課題内容:
課題文の「カリフォルニア州でも、似たよ」から「アメリカが行ったもう一つの強力な優生政策は移民の制限であった。」までを、一字一句変えずに書き写してください。

その後、インディアナ州ほか、32州で断種法が成立。施設内の精神障害者の断種が法的に認められた。同法は、精神障害や犯罪を遺伝の産物とみなし、州施設の医師が委員会を設置して断種の適否を決めるという形をとっていた。
カリフォルニア州でも、似たような法律が制定されたが、収監中の犯罪者をメインターゲットとしたことが特異であった。それは梅毒患者などの性病患者にも及び、強姦罪などの罰則にも用いられた。手術件数もずば抜けて多かった。1921年までの全米での断種件数は3233件であったが、そのうち2558件がカリフォルニア州で行われた手術だった。
33年のナチスの断種法は、カリフォルニア州の「実績」を念頭に作られたものだった。
移民制限
アメリカが行ったもう一つの強力な優生政策は移民の制限であった。

提供データ:
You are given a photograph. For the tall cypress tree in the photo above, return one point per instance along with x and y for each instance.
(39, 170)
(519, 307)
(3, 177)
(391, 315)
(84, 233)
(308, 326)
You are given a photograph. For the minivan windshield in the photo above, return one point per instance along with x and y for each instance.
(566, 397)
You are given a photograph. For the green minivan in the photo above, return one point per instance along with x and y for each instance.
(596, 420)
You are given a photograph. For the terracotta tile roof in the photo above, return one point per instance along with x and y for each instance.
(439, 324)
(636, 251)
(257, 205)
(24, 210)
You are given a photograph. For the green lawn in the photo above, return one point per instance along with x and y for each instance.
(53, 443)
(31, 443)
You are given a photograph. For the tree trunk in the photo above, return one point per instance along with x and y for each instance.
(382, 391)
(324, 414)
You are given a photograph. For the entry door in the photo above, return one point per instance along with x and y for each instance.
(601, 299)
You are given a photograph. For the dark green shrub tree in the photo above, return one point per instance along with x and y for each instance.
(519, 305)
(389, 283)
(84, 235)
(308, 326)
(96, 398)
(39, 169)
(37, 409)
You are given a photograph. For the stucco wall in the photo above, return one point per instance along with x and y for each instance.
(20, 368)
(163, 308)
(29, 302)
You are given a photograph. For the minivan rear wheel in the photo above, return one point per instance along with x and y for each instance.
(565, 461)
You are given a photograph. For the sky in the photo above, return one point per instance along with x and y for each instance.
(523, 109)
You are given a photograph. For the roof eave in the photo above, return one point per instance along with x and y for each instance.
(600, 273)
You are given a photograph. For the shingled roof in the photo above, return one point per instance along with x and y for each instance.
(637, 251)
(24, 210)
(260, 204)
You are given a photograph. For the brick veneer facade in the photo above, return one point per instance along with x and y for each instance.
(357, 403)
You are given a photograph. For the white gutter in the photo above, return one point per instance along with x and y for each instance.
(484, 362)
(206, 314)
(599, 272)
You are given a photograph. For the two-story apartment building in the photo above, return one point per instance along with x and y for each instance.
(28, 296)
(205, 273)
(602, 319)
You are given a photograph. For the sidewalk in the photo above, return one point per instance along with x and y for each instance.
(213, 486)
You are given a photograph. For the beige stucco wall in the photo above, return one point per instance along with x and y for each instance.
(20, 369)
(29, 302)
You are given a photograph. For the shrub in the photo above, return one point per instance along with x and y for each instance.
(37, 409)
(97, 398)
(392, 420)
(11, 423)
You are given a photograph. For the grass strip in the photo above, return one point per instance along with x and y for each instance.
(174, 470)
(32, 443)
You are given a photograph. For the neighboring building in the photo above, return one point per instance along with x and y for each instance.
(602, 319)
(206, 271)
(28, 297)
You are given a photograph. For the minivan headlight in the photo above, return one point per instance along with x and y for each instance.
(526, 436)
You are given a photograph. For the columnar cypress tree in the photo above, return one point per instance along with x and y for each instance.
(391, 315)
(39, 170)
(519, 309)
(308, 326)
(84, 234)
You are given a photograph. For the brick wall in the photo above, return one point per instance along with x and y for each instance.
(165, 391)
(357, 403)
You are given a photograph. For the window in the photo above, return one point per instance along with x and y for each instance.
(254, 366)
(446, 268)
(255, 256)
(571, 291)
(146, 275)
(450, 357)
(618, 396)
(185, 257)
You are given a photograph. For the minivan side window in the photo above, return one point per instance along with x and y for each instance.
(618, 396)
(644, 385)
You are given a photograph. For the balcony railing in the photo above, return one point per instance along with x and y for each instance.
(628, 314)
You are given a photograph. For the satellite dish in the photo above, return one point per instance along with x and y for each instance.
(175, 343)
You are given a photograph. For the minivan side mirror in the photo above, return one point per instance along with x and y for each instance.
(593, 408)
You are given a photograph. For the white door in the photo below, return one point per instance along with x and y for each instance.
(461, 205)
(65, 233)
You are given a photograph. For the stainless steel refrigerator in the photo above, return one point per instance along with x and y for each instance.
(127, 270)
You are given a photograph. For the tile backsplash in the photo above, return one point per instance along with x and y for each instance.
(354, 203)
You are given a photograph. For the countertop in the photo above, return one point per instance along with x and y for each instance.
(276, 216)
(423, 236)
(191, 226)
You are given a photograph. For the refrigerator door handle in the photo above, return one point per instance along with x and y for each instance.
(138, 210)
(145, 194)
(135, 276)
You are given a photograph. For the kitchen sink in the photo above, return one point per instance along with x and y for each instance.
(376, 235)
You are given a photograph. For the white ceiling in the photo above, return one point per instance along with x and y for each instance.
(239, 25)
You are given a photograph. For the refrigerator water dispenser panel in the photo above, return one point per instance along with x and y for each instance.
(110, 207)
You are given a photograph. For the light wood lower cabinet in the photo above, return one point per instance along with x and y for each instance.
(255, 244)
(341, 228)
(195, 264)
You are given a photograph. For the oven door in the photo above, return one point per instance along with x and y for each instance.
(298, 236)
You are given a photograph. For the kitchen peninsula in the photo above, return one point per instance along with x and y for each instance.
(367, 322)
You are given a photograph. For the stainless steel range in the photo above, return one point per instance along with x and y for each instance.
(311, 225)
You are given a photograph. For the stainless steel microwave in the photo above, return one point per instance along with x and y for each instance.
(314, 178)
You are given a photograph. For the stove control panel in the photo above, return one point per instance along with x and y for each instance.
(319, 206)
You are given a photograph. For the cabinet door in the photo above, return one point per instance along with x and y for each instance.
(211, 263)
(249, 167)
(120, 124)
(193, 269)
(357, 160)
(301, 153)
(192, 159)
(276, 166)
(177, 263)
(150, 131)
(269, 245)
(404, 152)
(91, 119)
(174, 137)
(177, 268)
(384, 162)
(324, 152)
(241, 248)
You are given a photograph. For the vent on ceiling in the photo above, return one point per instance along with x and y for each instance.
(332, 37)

演習結果:
カリフォルニア州でも、似たような法律が制定されたが、収監中の犯罪者をメインターゲットとしたことが特異であった。それは梅毒患者などの性病患者にも及び、強姦罪などの罰則にも用いられた。手術件数もずば抜けて多かった。1921年までの全米での断種件数は3233件であったが、そのうち2558件がカリフォルニア州で行われた手術だった。
33年のナチスの断種法は、カリフォルニア州の「実績」を念頭に作られたものだった。
移民制限
アメリカが行ったもう一つの強力な優生政策は移民の制限であった。